Records from a point labeling set
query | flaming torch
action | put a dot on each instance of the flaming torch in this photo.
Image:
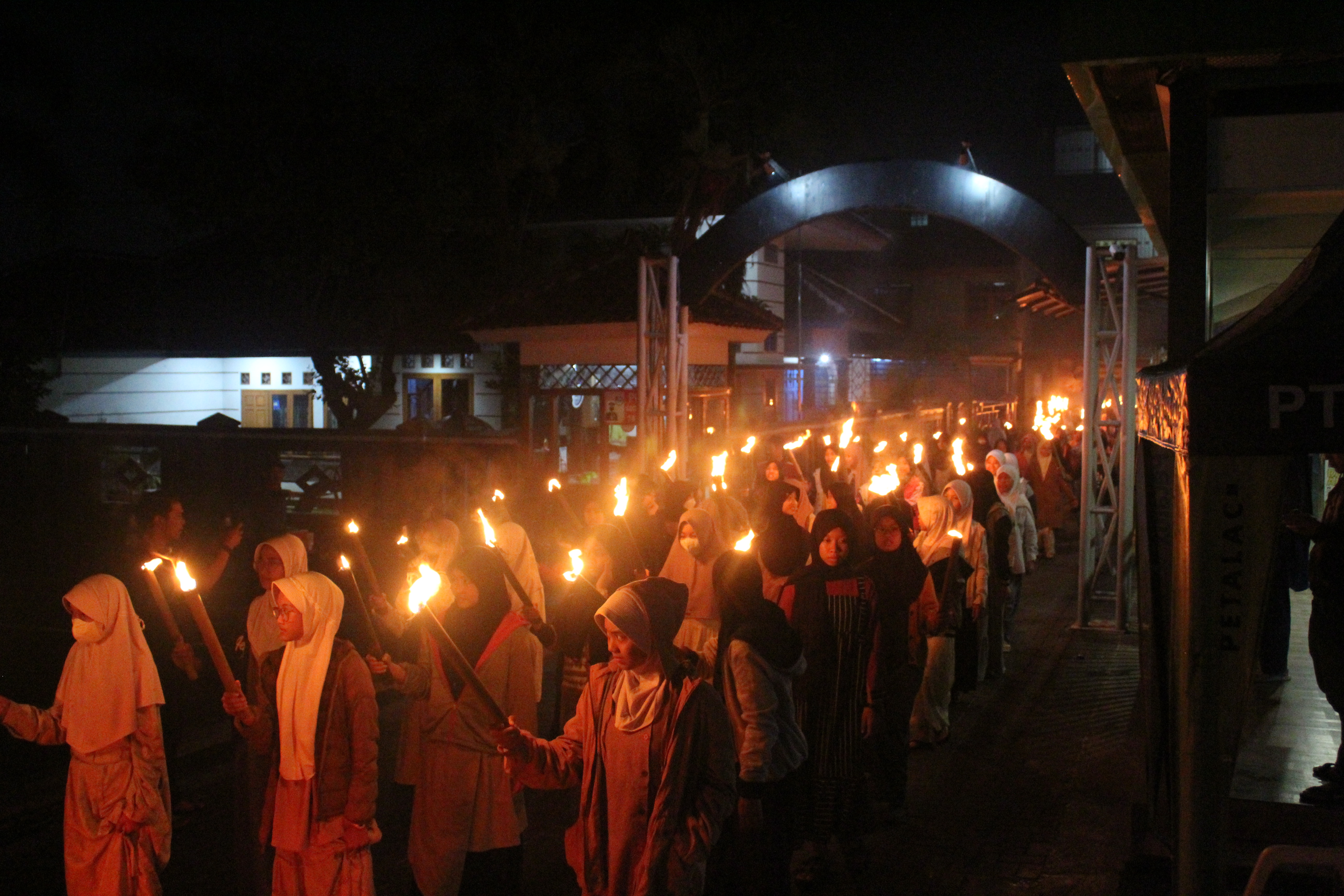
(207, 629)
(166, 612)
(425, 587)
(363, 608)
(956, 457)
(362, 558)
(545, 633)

**Exercise instructions:** Render all of the material above as a JSON list of strings, with one string for each line and blank lines omitted. Leave the pictures out of the answer.

**Result:**
[
  "query | flaming torch",
  "action | put a dot on each instance of the flaming torch in this photo.",
  "Image:",
  "(207, 629)",
  "(166, 612)",
  "(425, 587)",
  "(363, 608)",
  "(956, 457)",
  "(362, 558)",
  "(545, 633)"
]